━━━━━ Übungstext
Eine dieser Erziehungsanstalten, die von Peter Engelmann gegründete „Deutsch-Englische Akademie“ zu Milwaukee, erhielt eine höhere Mission durch ihre Verbindung mit dem „Deutsch-Amerikanischen Lehrerseminar“, dessen Stiftung von dem im Jahre 1870 entstandenen „Deutsch-Amerikanischen Lehrerbund“ beschlossen wurde. Und zwar aus folgenden Gründen:
1 Die deutschamerikanische Jugend braucht deutschamerikanische Erzieher.
2 Die zweisprachige Schule, die Schule der Zukunft, fordert für die Vereinigten Staaten Lehrer, die im Deutschen und Englischen gleich vollkommen ausgebildet sind.
3 Die deutsche Pädagogik, die Pädagogik der Humanität, bedarf solcher Vertreter, denen diese Wissenschaft, diese Kunst zu Fleisch und Blut geworden ist. Solche Lehrer und Erzieher muss das Seminar des Lehrerbundes bilden, wenn es seine Aufgabe richtig erfasst hat.
━━━━━━━━━━
▶ [Worum es geht] Nenne bitte anhand des Übungstexts über das Deutsch-Amerikanische Lehrerseminar die Person, die die „Deutsch-Englische Akademie“ zu Milwaukee gegründet hat.
━━━━━ Erfasste Daten
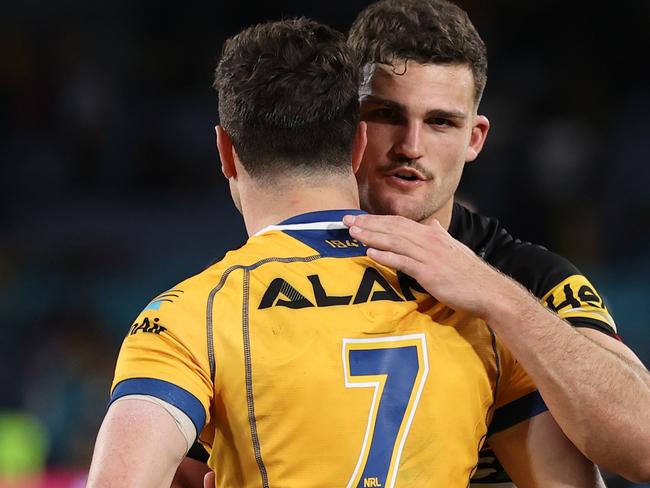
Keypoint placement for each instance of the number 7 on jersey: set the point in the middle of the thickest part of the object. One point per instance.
(396, 368)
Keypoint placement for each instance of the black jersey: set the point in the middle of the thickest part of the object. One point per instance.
(553, 279)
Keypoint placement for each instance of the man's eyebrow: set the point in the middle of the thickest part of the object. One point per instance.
(435, 113)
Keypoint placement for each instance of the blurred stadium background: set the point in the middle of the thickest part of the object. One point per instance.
(110, 190)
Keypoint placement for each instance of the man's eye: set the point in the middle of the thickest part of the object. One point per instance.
(441, 122)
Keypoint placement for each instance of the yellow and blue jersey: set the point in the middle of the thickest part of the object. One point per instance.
(303, 363)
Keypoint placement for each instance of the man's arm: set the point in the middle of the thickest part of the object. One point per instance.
(139, 444)
(192, 474)
(599, 397)
(536, 453)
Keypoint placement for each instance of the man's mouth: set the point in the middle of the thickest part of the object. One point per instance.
(406, 175)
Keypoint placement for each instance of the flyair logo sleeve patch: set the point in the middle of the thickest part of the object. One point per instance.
(576, 298)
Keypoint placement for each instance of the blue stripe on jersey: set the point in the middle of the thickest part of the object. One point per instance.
(322, 216)
(517, 411)
(334, 243)
(165, 391)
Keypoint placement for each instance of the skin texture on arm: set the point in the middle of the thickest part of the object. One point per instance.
(139, 445)
(191, 474)
(597, 390)
(537, 454)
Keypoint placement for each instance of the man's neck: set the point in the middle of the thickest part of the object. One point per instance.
(263, 206)
(442, 215)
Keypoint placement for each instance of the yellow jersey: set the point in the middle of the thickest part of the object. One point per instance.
(303, 363)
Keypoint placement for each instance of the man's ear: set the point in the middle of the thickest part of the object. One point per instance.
(226, 152)
(359, 146)
(477, 139)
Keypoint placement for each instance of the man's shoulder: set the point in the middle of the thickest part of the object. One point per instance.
(557, 282)
(532, 265)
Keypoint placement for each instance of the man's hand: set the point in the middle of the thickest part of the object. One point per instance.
(445, 267)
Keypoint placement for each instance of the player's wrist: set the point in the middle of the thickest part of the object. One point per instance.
(509, 305)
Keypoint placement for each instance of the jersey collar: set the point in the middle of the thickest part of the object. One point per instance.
(320, 220)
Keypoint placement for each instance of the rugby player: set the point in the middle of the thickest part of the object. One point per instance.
(425, 68)
(295, 360)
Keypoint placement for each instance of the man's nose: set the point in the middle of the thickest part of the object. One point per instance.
(409, 144)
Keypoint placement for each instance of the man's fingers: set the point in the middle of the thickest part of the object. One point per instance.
(376, 222)
(396, 261)
(208, 480)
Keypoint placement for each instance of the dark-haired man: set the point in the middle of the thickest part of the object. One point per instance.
(425, 68)
(295, 360)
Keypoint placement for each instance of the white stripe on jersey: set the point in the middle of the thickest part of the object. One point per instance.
(306, 226)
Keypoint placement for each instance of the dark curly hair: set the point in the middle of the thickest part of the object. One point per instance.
(424, 31)
(288, 97)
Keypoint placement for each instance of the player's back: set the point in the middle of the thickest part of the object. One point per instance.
(325, 369)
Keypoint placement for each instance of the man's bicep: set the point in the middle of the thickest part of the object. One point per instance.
(131, 428)
(536, 453)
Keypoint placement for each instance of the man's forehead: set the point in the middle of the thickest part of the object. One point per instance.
(420, 86)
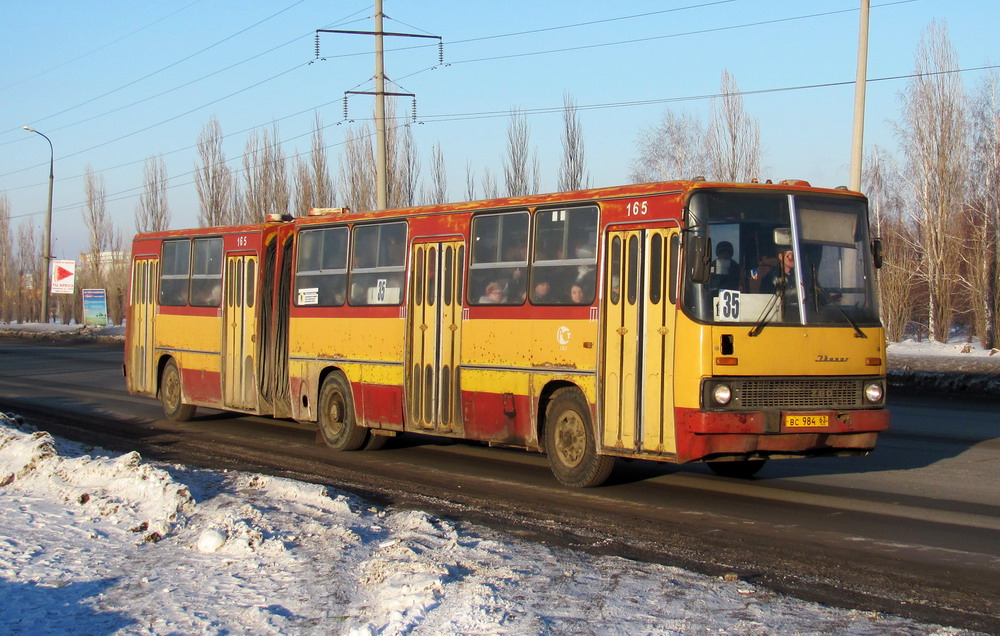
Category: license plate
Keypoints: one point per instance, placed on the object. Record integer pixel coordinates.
(806, 421)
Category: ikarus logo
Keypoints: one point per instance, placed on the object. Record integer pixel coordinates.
(563, 336)
(825, 358)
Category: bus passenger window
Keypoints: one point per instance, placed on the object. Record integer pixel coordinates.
(564, 269)
(206, 275)
(498, 272)
(175, 268)
(378, 265)
(321, 271)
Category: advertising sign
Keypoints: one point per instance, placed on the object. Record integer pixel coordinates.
(95, 307)
(63, 277)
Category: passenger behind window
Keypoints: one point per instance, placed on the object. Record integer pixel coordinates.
(493, 295)
(540, 295)
(726, 272)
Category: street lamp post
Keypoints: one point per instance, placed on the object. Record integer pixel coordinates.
(47, 256)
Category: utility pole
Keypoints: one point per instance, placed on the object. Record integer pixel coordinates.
(47, 256)
(857, 144)
(381, 151)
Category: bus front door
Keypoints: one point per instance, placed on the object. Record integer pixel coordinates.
(637, 365)
(141, 315)
(434, 339)
(239, 377)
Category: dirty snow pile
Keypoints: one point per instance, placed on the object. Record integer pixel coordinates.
(96, 543)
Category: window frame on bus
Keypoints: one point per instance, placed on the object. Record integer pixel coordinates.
(384, 264)
(206, 284)
(498, 258)
(324, 284)
(564, 255)
(174, 284)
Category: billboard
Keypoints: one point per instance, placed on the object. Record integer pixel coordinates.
(63, 277)
(95, 307)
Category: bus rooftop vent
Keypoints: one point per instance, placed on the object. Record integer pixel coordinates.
(327, 211)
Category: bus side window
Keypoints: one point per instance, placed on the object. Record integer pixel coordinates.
(564, 268)
(206, 275)
(321, 269)
(498, 272)
(174, 270)
(379, 264)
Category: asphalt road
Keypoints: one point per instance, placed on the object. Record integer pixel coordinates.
(913, 529)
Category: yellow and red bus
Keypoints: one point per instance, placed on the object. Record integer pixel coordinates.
(678, 322)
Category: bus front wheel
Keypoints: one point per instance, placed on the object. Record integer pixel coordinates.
(171, 397)
(336, 415)
(570, 443)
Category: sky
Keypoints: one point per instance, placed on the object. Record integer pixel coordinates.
(116, 84)
(97, 542)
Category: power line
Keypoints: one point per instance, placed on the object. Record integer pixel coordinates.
(168, 66)
(558, 109)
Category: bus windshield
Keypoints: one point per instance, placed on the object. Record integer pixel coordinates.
(781, 259)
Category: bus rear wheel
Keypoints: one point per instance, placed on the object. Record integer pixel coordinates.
(570, 442)
(743, 469)
(336, 415)
(170, 395)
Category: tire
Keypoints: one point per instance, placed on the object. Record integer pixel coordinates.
(171, 395)
(570, 442)
(336, 415)
(743, 469)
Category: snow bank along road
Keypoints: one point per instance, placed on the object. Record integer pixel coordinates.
(913, 530)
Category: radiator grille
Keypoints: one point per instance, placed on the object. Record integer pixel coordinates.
(778, 393)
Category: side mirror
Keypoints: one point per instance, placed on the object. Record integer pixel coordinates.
(699, 259)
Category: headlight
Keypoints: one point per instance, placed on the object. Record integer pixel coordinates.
(722, 394)
(873, 392)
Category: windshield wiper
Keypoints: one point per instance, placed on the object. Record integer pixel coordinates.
(763, 320)
(817, 289)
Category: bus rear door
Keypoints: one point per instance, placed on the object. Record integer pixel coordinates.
(239, 377)
(637, 364)
(141, 317)
(435, 335)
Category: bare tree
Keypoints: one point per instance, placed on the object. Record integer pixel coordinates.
(896, 278)
(573, 171)
(934, 137)
(985, 164)
(357, 169)
(266, 180)
(218, 193)
(313, 184)
(520, 174)
(438, 191)
(404, 167)
(732, 143)
(470, 182)
(152, 214)
(7, 283)
(672, 149)
(489, 183)
(28, 275)
(99, 227)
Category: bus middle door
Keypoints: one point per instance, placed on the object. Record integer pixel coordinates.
(638, 400)
(141, 317)
(434, 338)
(239, 376)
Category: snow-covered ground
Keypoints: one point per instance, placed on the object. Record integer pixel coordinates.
(97, 543)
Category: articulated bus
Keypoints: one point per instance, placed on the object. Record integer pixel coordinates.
(676, 322)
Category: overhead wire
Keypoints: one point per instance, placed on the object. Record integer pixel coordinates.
(121, 195)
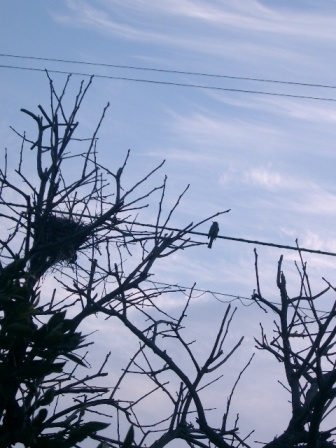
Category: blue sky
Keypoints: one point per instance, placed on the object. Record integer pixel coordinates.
(269, 159)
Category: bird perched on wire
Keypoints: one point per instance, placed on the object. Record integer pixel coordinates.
(213, 232)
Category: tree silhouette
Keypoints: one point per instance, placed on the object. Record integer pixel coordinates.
(80, 228)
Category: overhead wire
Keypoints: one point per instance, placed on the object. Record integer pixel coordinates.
(176, 84)
(160, 70)
(233, 297)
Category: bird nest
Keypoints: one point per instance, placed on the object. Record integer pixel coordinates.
(60, 238)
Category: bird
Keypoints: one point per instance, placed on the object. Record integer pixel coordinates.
(213, 232)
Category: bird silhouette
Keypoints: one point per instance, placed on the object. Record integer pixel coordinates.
(213, 232)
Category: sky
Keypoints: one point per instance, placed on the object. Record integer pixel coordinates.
(269, 158)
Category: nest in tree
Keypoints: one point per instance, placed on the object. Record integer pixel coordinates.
(60, 238)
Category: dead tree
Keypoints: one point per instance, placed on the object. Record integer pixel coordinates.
(304, 342)
(80, 226)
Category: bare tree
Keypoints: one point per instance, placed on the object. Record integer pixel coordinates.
(82, 228)
(303, 341)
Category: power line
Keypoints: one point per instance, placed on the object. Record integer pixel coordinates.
(159, 70)
(232, 297)
(241, 240)
(168, 83)
(229, 238)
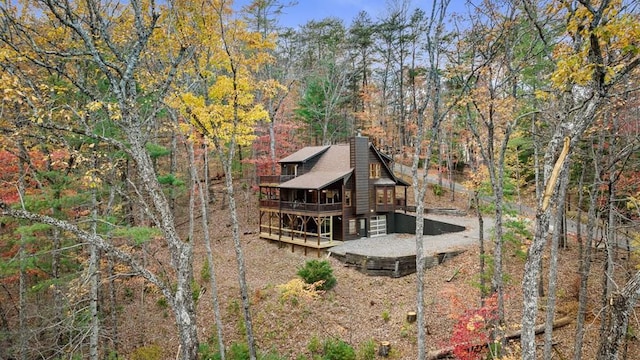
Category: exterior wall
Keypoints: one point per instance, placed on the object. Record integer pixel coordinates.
(406, 224)
(359, 150)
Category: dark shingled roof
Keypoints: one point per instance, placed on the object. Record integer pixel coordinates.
(304, 154)
(332, 166)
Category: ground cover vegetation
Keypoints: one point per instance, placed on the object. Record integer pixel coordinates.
(133, 134)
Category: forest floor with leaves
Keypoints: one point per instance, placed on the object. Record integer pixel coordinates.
(359, 309)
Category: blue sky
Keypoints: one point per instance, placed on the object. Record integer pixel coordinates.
(347, 10)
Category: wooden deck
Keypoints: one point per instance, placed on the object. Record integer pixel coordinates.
(309, 243)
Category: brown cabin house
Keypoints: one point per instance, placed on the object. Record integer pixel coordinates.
(329, 194)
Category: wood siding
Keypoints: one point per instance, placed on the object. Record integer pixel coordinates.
(359, 161)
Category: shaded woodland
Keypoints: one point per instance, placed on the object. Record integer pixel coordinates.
(133, 133)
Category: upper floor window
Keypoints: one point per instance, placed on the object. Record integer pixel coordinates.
(374, 171)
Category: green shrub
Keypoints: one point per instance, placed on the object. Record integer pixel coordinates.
(338, 350)
(367, 350)
(314, 271)
(238, 351)
(150, 352)
(314, 345)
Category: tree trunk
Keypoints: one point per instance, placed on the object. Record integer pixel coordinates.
(617, 318)
(553, 272)
(235, 228)
(181, 253)
(204, 208)
(93, 272)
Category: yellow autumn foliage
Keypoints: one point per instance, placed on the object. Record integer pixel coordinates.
(297, 289)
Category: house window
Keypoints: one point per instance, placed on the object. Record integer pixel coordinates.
(374, 170)
(380, 196)
(352, 227)
(347, 198)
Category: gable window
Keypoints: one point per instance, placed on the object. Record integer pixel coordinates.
(352, 227)
(380, 196)
(374, 170)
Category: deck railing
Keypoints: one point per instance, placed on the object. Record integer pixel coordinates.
(300, 206)
(275, 179)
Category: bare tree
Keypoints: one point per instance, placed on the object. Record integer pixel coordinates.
(118, 61)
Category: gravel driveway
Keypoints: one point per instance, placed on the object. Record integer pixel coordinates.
(397, 245)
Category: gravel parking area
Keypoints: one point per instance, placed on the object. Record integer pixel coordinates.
(397, 245)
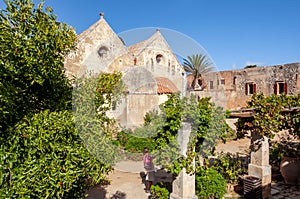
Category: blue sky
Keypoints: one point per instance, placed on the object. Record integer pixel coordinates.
(234, 33)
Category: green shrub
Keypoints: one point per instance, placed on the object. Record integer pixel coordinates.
(229, 166)
(45, 158)
(209, 183)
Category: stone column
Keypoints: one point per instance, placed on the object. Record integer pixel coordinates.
(259, 166)
(184, 184)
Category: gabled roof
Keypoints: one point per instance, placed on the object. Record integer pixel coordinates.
(138, 48)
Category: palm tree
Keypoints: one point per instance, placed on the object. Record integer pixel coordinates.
(197, 65)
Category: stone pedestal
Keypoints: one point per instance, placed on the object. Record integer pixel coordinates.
(184, 184)
(259, 166)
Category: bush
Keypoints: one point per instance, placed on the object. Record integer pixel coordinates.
(209, 183)
(44, 158)
(230, 166)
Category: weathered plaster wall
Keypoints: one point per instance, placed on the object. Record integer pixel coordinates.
(228, 87)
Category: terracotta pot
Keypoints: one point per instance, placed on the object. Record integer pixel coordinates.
(290, 170)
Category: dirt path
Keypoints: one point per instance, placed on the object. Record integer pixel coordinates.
(126, 181)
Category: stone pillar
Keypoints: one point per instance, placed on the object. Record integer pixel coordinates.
(259, 166)
(184, 184)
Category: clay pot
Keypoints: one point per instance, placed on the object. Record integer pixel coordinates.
(290, 170)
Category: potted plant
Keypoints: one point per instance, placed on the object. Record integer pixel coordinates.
(288, 153)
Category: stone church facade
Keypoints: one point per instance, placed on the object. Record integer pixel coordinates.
(151, 71)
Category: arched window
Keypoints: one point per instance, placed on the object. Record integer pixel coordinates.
(159, 58)
(102, 52)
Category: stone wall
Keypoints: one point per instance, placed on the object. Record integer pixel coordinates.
(232, 89)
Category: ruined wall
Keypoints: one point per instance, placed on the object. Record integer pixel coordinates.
(232, 89)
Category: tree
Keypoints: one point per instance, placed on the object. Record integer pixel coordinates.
(33, 45)
(197, 65)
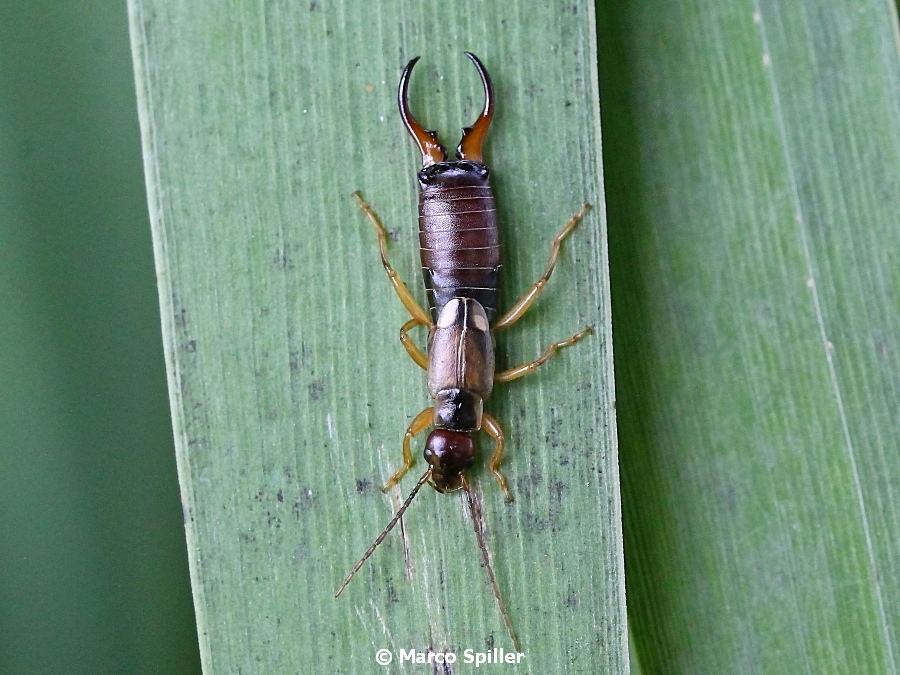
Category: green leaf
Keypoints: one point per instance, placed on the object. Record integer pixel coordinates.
(753, 165)
(289, 390)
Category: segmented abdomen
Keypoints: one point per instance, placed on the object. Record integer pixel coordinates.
(459, 241)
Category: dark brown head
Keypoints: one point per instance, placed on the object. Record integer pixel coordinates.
(449, 454)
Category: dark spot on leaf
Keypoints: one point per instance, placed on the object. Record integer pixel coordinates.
(316, 390)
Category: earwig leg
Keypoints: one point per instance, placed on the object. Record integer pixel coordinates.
(403, 293)
(421, 422)
(530, 296)
(525, 368)
(492, 428)
(411, 347)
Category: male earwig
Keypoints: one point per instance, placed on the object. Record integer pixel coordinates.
(459, 242)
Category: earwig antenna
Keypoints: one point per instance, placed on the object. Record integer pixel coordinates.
(476, 524)
(389, 527)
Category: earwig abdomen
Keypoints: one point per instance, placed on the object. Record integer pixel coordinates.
(458, 235)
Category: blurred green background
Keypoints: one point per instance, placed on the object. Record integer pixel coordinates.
(93, 566)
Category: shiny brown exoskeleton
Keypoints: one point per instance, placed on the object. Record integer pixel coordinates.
(459, 242)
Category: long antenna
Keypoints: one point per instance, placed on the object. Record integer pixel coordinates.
(390, 526)
(476, 524)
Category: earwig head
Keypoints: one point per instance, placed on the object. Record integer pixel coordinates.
(449, 454)
(473, 137)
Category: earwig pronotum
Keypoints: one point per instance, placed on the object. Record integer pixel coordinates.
(460, 249)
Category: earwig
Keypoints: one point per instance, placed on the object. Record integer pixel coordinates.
(459, 243)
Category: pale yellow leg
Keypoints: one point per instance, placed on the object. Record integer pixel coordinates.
(411, 347)
(403, 293)
(421, 422)
(492, 428)
(531, 294)
(525, 368)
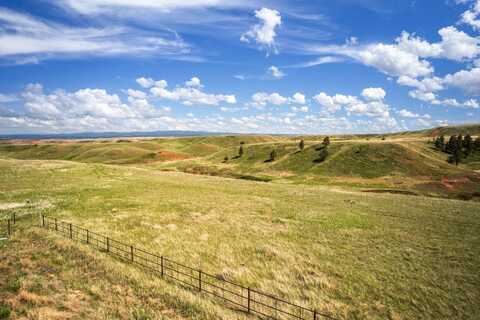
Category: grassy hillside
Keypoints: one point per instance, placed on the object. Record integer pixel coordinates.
(351, 254)
(401, 162)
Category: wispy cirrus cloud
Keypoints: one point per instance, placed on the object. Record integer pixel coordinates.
(27, 39)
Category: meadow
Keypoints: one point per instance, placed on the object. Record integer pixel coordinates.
(311, 234)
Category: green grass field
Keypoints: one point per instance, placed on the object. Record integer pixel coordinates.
(312, 235)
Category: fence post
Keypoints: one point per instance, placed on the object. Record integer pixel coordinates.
(161, 265)
(200, 280)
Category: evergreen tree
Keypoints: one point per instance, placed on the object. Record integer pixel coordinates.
(476, 144)
(326, 141)
(442, 143)
(451, 145)
(455, 148)
(468, 144)
(273, 155)
(460, 141)
(323, 155)
(301, 145)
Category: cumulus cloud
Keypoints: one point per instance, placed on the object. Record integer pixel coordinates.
(372, 106)
(374, 94)
(472, 16)
(191, 94)
(455, 45)
(262, 99)
(145, 82)
(409, 114)
(298, 98)
(467, 80)
(193, 82)
(264, 32)
(275, 72)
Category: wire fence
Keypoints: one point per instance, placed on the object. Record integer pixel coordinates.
(240, 297)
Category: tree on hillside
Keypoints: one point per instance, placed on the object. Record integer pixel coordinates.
(440, 143)
(273, 155)
(326, 141)
(451, 145)
(301, 145)
(240, 150)
(476, 144)
(468, 144)
(454, 148)
(323, 155)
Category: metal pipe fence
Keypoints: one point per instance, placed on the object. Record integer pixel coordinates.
(242, 298)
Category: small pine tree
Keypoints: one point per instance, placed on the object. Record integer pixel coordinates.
(442, 142)
(476, 144)
(273, 155)
(326, 141)
(468, 144)
(451, 145)
(323, 155)
(301, 145)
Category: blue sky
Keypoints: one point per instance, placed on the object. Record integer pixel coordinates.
(249, 66)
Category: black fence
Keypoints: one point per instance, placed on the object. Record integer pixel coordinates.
(241, 298)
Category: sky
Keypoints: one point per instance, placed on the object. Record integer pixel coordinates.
(244, 66)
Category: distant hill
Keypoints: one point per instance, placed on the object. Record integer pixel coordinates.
(472, 129)
(103, 135)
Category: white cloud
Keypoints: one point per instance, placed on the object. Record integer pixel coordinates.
(374, 94)
(276, 72)
(136, 94)
(109, 6)
(472, 16)
(300, 109)
(317, 62)
(193, 82)
(298, 98)
(7, 98)
(455, 45)
(373, 106)
(191, 94)
(264, 33)
(391, 60)
(28, 39)
(408, 114)
(145, 82)
(467, 80)
(261, 99)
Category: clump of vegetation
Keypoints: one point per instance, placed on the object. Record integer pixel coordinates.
(240, 150)
(457, 147)
(273, 156)
(5, 312)
(301, 145)
(323, 150)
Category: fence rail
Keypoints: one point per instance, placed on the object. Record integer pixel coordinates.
(243, 298)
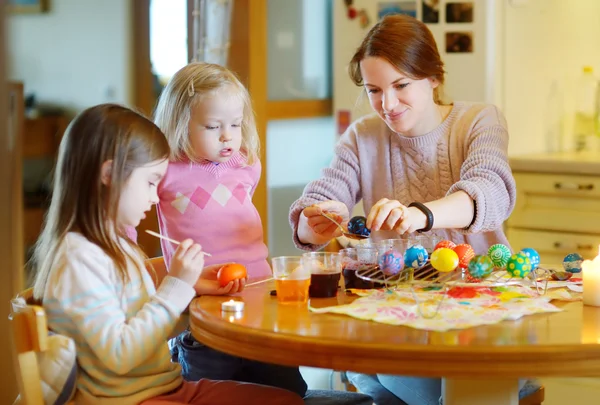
━━━━━━━━━━
▶ [Lösung der Aufgabe] Peter Engelmann gründete die „Deutsch-Englische Akademie“ zu Milwaukee.